Resenha: Guerra Sem Fim (Por Luiz Felipe Vasques)

Spoilers abaixo.

Clássico da FC Militar, The Forever War (1974) é escrito por um veterano da Guerra do Vietnã (1955 – 1975), um ano antes da Ofensiva do Tet e da retirada das tropas americanas do sudeste asiático, dando fim ao conflito. Por ser a história que é e, imagino, capturar o momento, foi a obra vencedora dos Prêmios Hugo e Nebula, os máximos da FC norte-americana, além do Locus na categoria Melhor Romance do Ano.

A grande sacada de seu autor, Joe Haldeman, foi unir as consequências da dilatação do Tempo quando em velocidades próximas à da luz (o tempo passa bem mais devagar para um viajante nessas velocidades do que “do lado de fora”) com a estranheza dos EUA no início e o fim da Guerra: uma América bem menos otimista e jovial do pós-II GM havia surgido; após toda a contestação, a contracultura beatnik, os assassinatos de Kennedy e Luther King, a Crise do Petróleo, hippies e o Verão de 68, os movimentos pacifista e ambiental, tensões étnicas, etc. etc. etc.

- **LISTA DE ITENS**:
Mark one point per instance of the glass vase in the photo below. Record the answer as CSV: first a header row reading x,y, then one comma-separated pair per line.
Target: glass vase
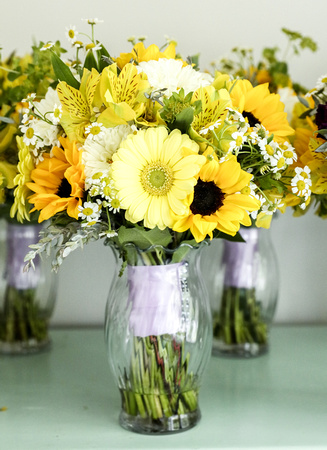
x,y
245,296
26,298
159,338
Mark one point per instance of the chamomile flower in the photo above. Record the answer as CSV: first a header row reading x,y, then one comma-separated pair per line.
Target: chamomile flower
x,y
288,152
237,142
89,211
30,138
115,205
303,173
212,127
268,150
30,100
94,21
278,162
56,114
71,33
46,46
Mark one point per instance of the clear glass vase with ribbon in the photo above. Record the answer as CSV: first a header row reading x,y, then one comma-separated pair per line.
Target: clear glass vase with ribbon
x,y
158,335
27,298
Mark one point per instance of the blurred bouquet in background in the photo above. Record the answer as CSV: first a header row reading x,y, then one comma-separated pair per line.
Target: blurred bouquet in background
x,y
310,123
26,299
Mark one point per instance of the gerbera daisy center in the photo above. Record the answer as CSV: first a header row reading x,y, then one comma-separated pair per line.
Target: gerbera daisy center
x,y
208,198
157,178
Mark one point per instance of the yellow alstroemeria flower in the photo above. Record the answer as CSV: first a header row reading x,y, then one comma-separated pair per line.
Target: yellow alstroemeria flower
x,y
122,94
77,105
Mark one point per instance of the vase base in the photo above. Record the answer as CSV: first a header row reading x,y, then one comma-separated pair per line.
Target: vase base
x,y
165,425
24,347
244,350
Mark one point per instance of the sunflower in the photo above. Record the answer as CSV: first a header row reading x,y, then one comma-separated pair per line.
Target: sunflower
x,y
217,201
140,53
153,172
58,182
258,105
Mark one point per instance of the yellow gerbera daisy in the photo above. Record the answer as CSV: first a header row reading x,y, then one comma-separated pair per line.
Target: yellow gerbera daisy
x,y
258,105
20,207
153,172
140,53
217,201
58,182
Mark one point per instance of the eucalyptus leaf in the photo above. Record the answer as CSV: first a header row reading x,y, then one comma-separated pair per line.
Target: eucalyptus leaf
x,y
62,71
183,120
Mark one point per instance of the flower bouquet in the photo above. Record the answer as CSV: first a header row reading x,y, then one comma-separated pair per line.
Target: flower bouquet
x,y
248,272
310,125
155,157
26,299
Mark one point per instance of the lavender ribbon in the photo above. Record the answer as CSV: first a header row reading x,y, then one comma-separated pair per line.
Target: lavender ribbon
x,y
19,237
241,260
156,298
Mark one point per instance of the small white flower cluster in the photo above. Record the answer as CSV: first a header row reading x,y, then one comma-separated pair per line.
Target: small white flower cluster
x,y
301,184
40,122
320,87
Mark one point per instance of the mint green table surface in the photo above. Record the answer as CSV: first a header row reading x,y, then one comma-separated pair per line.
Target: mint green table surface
x,y
66,398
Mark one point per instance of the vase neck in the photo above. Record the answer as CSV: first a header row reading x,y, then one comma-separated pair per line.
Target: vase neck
x,y
240,261
19,237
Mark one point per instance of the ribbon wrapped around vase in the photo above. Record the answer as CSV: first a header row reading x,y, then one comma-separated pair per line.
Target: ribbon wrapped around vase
x,y
156,299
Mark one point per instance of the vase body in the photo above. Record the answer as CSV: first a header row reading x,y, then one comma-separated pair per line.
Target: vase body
x,y
159,337
245,296
26,298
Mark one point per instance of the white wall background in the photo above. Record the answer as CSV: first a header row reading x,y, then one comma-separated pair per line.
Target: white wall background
x,y
212,28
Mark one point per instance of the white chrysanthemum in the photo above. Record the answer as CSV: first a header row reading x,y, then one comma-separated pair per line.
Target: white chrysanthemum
x,y
47,134
98,150
50,107
289,98
170,74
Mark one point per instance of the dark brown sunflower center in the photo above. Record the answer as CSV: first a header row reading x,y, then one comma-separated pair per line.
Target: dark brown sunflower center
x,y
251,118
208,198
64,189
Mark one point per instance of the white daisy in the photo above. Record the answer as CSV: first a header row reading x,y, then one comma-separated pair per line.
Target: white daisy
x,y
288,153
95,129
30,138
278,162
46,46
89,211
71,33
170,74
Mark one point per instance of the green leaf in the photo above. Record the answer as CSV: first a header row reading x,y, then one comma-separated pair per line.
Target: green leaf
x,y
90,61
183,120
144,238
62,71
182,250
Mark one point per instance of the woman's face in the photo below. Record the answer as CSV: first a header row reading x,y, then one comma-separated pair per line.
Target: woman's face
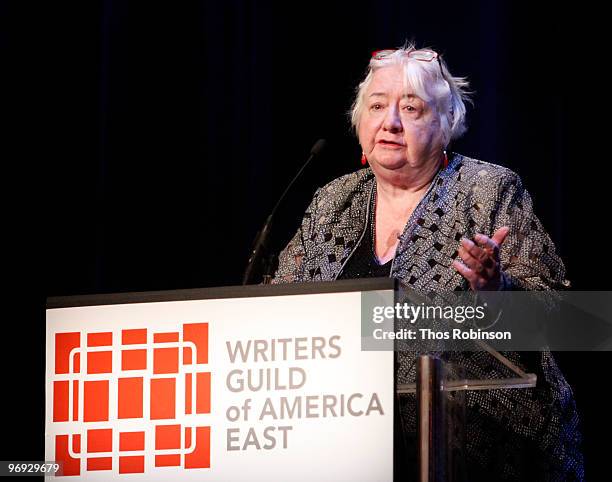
x,y
397,130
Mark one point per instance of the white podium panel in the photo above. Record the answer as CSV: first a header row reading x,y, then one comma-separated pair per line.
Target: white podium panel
x,y
249,388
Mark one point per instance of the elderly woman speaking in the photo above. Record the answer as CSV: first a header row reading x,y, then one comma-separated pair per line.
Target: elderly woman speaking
x,y
441,221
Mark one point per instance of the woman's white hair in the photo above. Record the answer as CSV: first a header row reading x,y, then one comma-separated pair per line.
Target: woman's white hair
x,y
429,80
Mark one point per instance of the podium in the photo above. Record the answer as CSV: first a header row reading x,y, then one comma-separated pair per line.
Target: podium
x,y
240,383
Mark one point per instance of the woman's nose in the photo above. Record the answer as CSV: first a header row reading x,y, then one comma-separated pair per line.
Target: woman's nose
x,y
393,123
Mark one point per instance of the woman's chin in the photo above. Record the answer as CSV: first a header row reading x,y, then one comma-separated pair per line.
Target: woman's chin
x,y
392,164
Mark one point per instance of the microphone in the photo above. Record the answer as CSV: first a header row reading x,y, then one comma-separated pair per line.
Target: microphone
x,y
260,243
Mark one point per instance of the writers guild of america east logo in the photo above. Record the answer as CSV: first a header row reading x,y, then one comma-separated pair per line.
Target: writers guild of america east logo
x,y
131,400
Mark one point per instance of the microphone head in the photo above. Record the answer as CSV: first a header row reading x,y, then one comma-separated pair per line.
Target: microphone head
x,y
318,147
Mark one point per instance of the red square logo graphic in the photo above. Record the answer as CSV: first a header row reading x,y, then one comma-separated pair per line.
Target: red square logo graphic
x,y
130,385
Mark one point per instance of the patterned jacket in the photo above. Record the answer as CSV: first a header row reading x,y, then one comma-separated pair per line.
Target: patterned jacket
x,y
519,434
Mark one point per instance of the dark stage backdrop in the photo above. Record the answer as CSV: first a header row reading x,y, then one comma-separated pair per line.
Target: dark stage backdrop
x,y
165,131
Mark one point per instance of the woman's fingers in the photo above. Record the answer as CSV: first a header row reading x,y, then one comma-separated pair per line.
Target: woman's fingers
x,y
470,261
500,235
480,264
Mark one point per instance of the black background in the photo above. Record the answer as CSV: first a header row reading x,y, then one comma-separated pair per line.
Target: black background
x,y
148,142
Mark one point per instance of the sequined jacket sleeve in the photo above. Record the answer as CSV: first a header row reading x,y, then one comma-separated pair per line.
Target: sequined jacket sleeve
x,y
528,257
290,266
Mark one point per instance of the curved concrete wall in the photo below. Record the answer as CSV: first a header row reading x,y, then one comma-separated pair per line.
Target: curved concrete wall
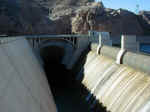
x,y
120,88
23,85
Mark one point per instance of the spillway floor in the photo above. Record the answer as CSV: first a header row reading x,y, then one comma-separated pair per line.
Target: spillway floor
x,y
69,99
69,95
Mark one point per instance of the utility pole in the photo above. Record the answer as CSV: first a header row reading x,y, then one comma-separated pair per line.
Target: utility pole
x,y
137,7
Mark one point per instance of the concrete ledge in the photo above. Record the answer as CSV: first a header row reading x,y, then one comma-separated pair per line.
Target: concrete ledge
x,y
137,61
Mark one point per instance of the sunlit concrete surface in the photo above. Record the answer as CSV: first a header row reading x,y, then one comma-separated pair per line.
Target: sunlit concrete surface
x,y
23,85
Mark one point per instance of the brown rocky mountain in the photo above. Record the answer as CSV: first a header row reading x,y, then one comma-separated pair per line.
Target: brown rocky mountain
x,y
18,17
144,19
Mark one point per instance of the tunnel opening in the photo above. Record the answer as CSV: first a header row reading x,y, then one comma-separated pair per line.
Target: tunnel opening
x,y
69,95
52,57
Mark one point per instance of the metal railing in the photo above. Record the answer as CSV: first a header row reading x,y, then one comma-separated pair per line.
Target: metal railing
x,y
36,40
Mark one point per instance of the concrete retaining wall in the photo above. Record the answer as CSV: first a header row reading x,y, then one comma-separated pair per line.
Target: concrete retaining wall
x,y
23,85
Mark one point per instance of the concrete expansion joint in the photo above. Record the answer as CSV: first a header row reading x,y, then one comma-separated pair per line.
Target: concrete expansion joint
x,y
98,48
120,56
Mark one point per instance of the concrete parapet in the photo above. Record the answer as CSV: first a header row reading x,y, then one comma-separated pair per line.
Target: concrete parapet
x,y
129,42
137,61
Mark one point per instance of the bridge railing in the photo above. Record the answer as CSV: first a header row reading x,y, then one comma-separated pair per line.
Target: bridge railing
x,y
36,40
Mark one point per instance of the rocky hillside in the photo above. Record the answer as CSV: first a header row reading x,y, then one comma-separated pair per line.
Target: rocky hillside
x,y
18,17
97,17
144,19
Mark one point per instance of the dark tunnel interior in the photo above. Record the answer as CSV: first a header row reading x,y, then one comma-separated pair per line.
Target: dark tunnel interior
x,y
68,94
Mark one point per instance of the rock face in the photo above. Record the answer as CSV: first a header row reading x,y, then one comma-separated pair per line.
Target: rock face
x,y
19,17
144,19
102,19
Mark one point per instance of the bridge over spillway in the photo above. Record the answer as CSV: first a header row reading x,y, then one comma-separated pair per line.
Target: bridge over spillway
x,y
73,73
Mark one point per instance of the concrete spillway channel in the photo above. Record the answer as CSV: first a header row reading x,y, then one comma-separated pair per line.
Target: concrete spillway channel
x,y
95,83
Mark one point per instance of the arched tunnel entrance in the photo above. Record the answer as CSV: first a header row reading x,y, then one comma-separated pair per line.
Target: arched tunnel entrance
x,y
57,74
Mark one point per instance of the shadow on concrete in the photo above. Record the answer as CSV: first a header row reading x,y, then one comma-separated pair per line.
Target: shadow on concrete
x,y
69,94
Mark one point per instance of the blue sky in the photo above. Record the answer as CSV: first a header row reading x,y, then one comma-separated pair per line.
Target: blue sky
x,y
127,4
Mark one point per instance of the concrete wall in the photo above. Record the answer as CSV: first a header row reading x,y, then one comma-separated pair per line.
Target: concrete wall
x,y
23,85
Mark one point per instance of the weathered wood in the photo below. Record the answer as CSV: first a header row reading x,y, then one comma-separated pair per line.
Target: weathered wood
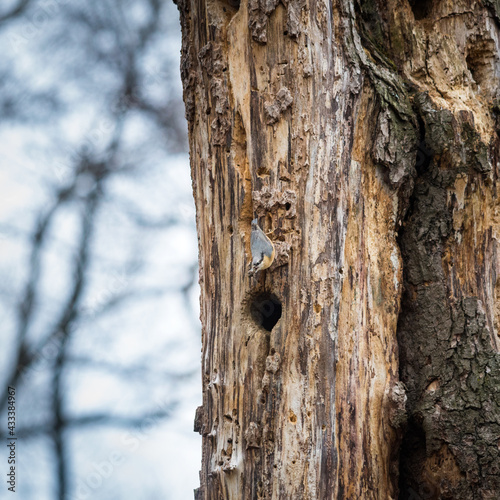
x,y
363,137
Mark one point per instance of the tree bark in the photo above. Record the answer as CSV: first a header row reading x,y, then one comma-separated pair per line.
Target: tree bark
x,y
364,137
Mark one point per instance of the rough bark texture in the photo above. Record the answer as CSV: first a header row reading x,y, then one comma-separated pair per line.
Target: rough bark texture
x,y
363,135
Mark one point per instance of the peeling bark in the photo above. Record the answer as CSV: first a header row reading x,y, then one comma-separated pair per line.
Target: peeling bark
x,y
364,136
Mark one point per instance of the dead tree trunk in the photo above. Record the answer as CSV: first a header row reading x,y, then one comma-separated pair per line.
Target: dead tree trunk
x,y
364,137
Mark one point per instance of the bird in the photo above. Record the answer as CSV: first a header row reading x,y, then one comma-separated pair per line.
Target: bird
x,y
262,249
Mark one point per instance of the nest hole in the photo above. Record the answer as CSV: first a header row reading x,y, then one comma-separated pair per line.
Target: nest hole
x,y
266,309
421,8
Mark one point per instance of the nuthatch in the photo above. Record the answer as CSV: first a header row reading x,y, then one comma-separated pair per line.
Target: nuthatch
x,y
262,249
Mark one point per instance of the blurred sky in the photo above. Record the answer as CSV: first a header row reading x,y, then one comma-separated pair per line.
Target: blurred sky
x,y
60,75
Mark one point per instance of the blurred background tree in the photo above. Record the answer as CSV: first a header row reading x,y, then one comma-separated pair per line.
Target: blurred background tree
x,y
98,288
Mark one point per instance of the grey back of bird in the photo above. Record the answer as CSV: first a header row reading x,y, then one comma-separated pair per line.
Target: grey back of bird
x,y
260,245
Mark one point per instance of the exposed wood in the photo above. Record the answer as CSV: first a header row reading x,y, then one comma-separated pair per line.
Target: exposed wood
x,y
364,138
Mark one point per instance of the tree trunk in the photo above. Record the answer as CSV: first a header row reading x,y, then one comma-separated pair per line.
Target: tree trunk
x,y
363,136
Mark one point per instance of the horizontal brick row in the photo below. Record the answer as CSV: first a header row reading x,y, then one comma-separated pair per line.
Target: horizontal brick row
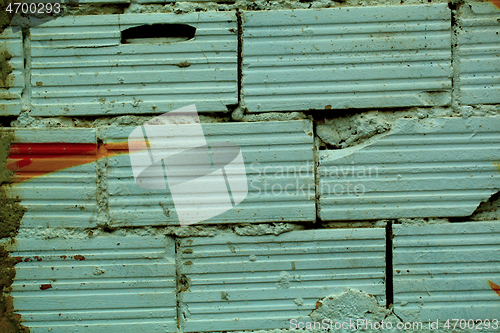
x,y
111,283
371,57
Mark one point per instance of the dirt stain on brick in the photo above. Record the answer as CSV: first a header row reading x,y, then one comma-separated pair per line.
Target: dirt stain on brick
x,y
11,213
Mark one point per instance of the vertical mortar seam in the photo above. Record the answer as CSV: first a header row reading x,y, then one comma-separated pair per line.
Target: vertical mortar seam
x,y
26,93
389,276
102,195
178,296
316,171
239,56
455,58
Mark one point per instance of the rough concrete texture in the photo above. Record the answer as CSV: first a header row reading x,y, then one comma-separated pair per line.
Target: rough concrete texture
x,y
5,16
26,120
5,68
337,130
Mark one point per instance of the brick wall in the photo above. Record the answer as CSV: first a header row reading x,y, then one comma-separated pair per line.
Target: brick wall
x,y
368,133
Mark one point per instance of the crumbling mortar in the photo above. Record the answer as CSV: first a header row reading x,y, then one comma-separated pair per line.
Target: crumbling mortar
x,y
456,30
102,195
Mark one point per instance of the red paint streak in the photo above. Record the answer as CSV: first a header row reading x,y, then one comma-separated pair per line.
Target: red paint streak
x,y
30,160
495,287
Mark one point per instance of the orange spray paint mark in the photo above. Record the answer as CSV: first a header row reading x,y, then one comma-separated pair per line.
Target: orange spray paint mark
x,y
496,3
495,287
30,160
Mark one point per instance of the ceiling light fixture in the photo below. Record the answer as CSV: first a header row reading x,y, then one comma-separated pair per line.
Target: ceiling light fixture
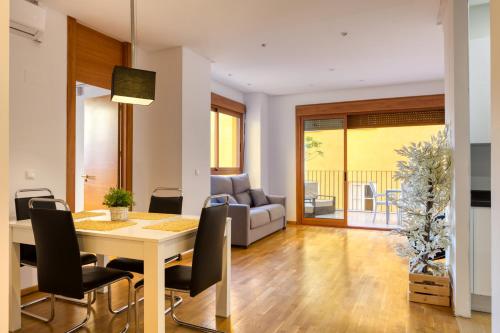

- **TAREFAS A CUMPRIR**:
1/ Altere a resenha de Guerra Sem Fim começando em "Clássico da FC" e seguindo até "Romance do Ano.", com "veterano" trocado por "ex-combatente".
2/ Prossiga a resenha de Guerra Sem Fim a partir da última frase apresentada.

- **RESPOSTAS POR TAREFA**:
1/
Clássico da FC Militar, The Forever War (1974) é escrito por um ex-combatente da Guerra do Vietnã (1955 – 1975), um ano antes da Ofensiva do Tet e da retirada das tropas americanas do sudeste asiático, dando fim ao conflito. Por ser a história que é e, imagino, capturar o momento, foi a obra vencedora dos Prêmios Hugo e Nebula, os máximos da FC norte-americana, além do Locus na categoria Melhor Romance do Ano.

2/
Soldados serviam até doze meses no Vietnã e, sobrevivendo, voltariam para casa. Mas a ideia é: e se eles ficassem todos os vinte anos fora de casa, no Vietnã? Como seria o contraste, ao voltar? Que EUA eles encontrariam? Como seria a sociedade? Perguntas feitas por alguém que teve que lutar para se reajustar à sociedade civil, especialmente após se ferir na guerra, ao servir em meados dos anos 60.

E Haldeman responde isso muito bem. A sociedade que ele imagina, no exótico mundo de 2024, ano do primeiro retorno do protagonista, o soldado William Mandella, é diferente o bastante do de sua partida, nos então distantes anos 90. Haldeman foi bem além do que nós fomos na vida real, com uma ciência astronáutica bem mais desenvolvida que em nosso mundo.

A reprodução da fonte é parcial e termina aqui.